--- STORED RECORDS ---

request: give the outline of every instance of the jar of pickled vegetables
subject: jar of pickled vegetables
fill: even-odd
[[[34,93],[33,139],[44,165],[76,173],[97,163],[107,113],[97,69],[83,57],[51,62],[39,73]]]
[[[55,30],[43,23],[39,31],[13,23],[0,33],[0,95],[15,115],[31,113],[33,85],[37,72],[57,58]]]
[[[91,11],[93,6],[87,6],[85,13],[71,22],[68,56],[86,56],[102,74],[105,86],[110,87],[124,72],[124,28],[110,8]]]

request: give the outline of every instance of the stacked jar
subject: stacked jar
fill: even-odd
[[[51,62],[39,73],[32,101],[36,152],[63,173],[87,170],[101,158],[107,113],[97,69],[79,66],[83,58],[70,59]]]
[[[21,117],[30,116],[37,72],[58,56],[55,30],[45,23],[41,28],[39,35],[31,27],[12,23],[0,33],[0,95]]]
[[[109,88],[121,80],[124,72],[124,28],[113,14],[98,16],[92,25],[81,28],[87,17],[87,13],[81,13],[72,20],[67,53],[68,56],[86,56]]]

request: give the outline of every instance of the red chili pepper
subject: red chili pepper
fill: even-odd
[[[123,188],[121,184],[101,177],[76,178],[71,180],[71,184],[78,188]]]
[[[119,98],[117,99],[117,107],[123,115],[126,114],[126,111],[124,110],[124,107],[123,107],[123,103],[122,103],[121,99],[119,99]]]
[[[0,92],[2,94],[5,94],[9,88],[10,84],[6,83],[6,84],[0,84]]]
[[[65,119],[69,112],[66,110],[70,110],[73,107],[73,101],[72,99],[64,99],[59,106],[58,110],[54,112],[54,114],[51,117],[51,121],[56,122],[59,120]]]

---

Begin at the line that contains "request: give the outline of every instance of the red" and stop at the last line of the entries, including both ends. Write out those lines as a numbered list, skipping any blank lines.

1. request: give the outline of every instance of the red chili pepper
2. subject: red chili pepper
3. fill: even-odd
4. [[[123,188],[121,184],[101,177],[76,178],[71,180],[71,184],[78,188]]]
5. [[[119,98],[117,99],[117,107],[123,115],[126,114],[126,111],[124,110],[124,107],[123,107],[123,103],[122,103],[121,99],[119,99]]]
6. [[[0,92],[2,94],[5,94],[9,88],[10,84],[6,83],[6,84],[0,84]]]
7. [[[65,119],[69,112],[66,110],[70,110],[73,107],[73,101],[72,99],[64,99],[59,106],[58,110],[54,112],[54,114],[51,117],[51,121],[56,122],[59,120]]]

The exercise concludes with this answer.